● Objective A:
Please answer these questions using the plot summary:
(i) What did the clause in the treaty between Lineas and Baires state?
(ii) Where does Vanyel take himself and Jervis through the Gate?
(iii) What does Death warn Vanyel his chosen path will lead him to?
● Objective B: Rewrite the plot summary from "Vanyel awakens in" to "pain and loneliness.", putting "isolation" in place of "loneliness".

● Passage provided:
Vanyel, Savil, Jervis and Tashir return to Highjorune to uncover who was responsible for the murders and their motive. Savil discovers a little-known clause in a treaty between Lineas and Baires stating that if the entire royal family of one nation dies, the other family will inherit the throne. They deduce that Vedric and the other Mavelans may have killed the Linean royals to gain access to the powerful magic node under the palace. Vedric had laid a magical trap that killed any blood-relation of Tashir's with Mage-potential. The Linean royal family and its servants were guardians of the node, all with Mage-potential, but not practicing mages. Tashir only survived because he used his Mage-Gift of Fetching to repel the summoned monsters.

Vedric, drawing power from all the Mavelan mages, tries to break into the palace. Savil and Tashir Gate to Haven before Vedric triggers the trap spell, now targeting Vanyel and his relatives of Mage-potential, including Savil and Jisa. Desperate, Vanyel draws an immense amount of power from the node and incinerates Vedric and the other Mavelans, but unleashes an earthquake in the process that destroys the palace. He manages to Gate Jervis and himself back to Forst Reach where they are immediately attacked by Father Leren. Leren stabs Vanyel in the stomach, and Vanyel uses the last of his strength to banish the dark magic controlling Leren and save Jervis.

Vanyel awakens in the presence of Death, who informs him that he is important enough to the future of Valdemar that he can choose between dying or returning to life. Upon learning that he is the best hope of Valdemar and its people against an unknown looming threat, Vanyel chooses to live. While approving, Death warns him that this path will lead him to immense pain and loneliness.

● Data excerpts:
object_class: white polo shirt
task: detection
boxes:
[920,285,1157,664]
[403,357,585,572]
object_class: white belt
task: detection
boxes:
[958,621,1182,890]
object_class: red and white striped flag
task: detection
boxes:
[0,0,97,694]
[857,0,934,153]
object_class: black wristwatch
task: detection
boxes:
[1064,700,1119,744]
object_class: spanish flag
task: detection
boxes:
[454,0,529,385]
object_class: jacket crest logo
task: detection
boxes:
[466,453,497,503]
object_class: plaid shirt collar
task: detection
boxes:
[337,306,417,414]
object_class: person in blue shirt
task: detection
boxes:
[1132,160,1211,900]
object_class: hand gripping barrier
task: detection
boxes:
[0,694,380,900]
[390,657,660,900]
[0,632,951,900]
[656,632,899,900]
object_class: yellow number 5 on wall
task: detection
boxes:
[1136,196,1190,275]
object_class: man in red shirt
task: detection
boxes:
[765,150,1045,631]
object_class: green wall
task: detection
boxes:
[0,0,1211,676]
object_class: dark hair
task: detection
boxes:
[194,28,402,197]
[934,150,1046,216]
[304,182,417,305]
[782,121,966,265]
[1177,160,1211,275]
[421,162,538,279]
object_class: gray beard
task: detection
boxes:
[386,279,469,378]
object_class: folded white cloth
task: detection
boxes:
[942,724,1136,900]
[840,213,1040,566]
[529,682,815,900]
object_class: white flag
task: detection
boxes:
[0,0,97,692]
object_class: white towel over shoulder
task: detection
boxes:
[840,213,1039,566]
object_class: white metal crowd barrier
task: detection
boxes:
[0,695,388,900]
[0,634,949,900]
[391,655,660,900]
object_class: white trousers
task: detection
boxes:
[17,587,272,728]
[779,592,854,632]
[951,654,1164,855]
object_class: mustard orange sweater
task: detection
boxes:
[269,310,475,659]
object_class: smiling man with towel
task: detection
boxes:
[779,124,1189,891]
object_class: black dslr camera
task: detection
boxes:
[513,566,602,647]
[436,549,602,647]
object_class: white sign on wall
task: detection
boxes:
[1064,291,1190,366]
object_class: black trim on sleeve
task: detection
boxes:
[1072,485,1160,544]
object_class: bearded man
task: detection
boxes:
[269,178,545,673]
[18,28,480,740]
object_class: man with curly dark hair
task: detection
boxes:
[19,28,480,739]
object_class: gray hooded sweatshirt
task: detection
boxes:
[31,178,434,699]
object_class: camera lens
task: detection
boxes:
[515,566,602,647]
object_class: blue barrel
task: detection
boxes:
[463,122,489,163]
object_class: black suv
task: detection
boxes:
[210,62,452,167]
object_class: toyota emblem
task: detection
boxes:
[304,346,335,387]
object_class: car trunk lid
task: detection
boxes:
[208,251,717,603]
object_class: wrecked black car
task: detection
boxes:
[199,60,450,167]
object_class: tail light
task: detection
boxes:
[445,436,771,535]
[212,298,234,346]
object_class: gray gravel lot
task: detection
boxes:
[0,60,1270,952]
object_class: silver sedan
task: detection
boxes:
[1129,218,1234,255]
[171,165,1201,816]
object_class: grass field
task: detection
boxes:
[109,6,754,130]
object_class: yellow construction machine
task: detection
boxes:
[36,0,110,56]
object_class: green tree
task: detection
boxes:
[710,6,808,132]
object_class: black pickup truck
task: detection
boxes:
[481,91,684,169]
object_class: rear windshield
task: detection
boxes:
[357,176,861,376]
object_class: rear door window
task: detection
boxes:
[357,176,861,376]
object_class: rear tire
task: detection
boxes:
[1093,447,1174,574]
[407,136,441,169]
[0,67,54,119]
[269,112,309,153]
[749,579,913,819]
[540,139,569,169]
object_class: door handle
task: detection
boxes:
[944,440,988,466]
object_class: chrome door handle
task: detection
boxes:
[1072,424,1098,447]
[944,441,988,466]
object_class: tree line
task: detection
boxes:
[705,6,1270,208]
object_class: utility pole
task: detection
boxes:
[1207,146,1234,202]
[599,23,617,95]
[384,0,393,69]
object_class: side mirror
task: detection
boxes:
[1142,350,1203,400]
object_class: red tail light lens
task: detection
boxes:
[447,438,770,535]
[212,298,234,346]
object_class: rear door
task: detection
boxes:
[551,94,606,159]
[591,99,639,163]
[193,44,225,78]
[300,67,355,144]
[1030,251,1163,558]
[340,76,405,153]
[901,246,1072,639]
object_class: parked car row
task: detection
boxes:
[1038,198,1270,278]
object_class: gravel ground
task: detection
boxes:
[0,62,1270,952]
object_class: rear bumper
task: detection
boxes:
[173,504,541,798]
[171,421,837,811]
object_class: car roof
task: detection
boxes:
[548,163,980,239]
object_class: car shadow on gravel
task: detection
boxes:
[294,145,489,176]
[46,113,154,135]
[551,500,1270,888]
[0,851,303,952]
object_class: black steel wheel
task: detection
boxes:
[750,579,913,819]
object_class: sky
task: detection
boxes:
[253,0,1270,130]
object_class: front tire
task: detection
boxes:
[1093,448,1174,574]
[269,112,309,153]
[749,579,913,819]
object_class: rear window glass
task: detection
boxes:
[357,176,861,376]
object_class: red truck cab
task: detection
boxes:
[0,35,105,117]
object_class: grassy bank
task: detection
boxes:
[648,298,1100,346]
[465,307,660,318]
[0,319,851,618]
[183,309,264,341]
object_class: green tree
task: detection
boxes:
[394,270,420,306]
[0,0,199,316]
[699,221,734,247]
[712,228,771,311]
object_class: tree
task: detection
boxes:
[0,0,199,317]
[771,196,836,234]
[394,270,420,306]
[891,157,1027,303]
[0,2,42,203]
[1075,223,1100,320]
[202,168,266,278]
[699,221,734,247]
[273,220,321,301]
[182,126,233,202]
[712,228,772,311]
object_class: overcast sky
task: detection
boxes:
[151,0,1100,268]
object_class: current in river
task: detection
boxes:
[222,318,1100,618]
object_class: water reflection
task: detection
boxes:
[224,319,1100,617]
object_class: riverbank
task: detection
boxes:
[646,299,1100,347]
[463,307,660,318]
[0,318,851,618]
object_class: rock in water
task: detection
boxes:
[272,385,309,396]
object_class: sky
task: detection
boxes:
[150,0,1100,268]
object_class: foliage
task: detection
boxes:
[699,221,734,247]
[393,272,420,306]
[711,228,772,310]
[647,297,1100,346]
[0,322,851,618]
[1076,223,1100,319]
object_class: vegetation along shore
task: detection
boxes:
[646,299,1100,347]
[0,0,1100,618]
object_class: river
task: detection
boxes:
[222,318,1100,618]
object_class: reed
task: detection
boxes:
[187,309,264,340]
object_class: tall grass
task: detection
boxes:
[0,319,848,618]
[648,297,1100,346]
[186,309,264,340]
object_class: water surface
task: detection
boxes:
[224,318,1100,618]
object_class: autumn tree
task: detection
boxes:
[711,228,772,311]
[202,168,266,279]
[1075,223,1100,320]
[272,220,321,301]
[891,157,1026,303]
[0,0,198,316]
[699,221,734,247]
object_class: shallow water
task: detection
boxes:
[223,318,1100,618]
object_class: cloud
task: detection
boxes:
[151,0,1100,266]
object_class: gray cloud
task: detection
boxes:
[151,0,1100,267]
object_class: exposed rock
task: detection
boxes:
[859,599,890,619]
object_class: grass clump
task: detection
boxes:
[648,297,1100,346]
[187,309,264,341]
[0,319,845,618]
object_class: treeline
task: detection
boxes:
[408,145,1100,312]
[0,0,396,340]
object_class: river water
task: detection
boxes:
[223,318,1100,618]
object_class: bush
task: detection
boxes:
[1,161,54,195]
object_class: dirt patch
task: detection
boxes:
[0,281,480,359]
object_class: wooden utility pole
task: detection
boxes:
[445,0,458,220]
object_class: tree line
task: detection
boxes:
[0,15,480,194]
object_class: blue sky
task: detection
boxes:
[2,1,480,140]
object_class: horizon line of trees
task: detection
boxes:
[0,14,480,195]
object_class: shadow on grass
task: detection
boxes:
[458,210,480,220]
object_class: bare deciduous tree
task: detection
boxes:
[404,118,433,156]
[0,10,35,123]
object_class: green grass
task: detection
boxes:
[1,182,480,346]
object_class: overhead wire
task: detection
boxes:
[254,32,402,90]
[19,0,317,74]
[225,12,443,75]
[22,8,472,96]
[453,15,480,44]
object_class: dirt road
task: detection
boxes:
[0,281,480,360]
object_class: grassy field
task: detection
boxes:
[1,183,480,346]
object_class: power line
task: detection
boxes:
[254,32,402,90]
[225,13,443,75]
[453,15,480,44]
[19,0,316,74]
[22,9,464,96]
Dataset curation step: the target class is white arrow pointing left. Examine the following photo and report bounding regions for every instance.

● Written reply A:
(i) If the entire royal family of one nation dies, the other family will inherit the throne.
(ii) Forst Reach.
(iii) Immense pain and loneliness.

● Written reply B:
Vanyel awakens in the presence of Death, who informs him that he is important enough to the future of Valdemar that he can choose between dying or returning to life. Upon learning that he is the best hope of Valdemar and its people against an unknown looming threat, Vanyel chooses to live. While approving, Death warns him that this path will lead him to immense pain and isolation.